▶

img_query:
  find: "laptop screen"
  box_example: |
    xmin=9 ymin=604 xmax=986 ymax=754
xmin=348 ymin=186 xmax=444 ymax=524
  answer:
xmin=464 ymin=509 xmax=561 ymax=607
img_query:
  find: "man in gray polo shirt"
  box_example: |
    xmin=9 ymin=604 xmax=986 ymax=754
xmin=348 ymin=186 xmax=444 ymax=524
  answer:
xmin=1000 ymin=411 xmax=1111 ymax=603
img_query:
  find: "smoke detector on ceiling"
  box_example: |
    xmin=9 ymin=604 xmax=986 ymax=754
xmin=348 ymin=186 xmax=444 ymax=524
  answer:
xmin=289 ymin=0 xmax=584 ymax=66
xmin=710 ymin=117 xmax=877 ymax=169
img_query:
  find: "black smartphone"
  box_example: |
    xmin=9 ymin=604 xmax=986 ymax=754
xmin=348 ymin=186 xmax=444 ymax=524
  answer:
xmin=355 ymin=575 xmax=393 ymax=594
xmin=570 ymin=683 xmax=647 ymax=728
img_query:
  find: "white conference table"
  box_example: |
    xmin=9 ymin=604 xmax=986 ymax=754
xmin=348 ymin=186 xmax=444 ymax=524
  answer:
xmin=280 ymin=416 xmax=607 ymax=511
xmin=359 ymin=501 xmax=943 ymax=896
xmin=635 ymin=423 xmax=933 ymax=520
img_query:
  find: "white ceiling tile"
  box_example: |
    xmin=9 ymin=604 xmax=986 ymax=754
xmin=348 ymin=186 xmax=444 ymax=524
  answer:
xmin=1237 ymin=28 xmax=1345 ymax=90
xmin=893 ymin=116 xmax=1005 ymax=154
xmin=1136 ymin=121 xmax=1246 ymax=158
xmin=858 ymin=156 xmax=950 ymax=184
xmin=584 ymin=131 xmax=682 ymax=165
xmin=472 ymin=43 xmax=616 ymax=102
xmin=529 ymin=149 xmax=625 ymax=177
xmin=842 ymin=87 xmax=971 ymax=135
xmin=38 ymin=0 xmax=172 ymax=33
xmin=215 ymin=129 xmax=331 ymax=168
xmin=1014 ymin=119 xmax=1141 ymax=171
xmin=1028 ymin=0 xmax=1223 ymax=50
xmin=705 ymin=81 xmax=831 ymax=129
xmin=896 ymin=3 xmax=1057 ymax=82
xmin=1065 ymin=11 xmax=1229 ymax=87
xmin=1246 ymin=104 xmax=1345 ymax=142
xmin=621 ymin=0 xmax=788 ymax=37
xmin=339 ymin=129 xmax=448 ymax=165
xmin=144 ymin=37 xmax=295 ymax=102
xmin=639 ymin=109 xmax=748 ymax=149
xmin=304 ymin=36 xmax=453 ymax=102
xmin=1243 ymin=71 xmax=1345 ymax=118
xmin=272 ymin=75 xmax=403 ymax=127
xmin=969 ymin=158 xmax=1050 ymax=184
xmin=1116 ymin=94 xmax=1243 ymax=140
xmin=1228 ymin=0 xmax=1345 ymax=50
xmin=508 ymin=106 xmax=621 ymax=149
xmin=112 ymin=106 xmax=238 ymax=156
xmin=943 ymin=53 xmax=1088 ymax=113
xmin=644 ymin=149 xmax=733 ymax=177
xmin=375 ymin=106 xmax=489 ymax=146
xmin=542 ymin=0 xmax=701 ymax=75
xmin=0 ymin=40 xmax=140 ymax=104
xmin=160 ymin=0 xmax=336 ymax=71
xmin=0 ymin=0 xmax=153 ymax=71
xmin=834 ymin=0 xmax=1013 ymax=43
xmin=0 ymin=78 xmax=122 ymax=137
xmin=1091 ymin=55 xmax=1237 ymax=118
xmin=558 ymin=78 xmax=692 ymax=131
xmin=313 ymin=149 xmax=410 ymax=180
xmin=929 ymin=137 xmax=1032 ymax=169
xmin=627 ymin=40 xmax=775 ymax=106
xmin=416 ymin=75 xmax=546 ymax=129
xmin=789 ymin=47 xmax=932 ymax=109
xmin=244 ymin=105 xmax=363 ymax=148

◀

#### Stated problem
Return everything from the start of the records down to the line containing "xmin=570 ymin=683 xmax=647 ymax=728", both ends included, reproducing each line exactly.

#### Exercise result
img_query:
  find: "laptop screen"
  box_example: |
    xmin=9 ymin=604 xmax=986 ymax=754
xmin=348 ymin=186 xmax=444 ymax=524
  answer:
xmin=464 ymin=509 xmax=561 ymax=607
img_query:
  find: "man in gray polo shirt"
  box_example: |
    xmin=9 ymin=604 xmax=986 ymax=754
xmin=348 ymin=186 xmax=444 ymax=524
  answer:
xmin=1000 ymin=411 xmax=1111 ymax=603
img_query:
  find: "smoke detector on ceiling"
  box_example: |
    xmin=9 ymin=604 xmax=986 ymax=754
xmin=348 ymin=186 xmax=444 ymax=524
  answer:
xmin=289 ymin=0 xmax=584 ymax=66
xmin=710 ymin=117 xmax=877 ymax=169
img_query:
  find: "black smartphone"
  box_example: |
    xmin=9 ymin=604 xmax=986 ymax=754
xmin=348 ymin=186 xmax=444 ymax=524
  answer:
xmin=355 ymin=575 xmax=393 ymax=594
xmin=570 ymin=683 xmax=647 ymax=728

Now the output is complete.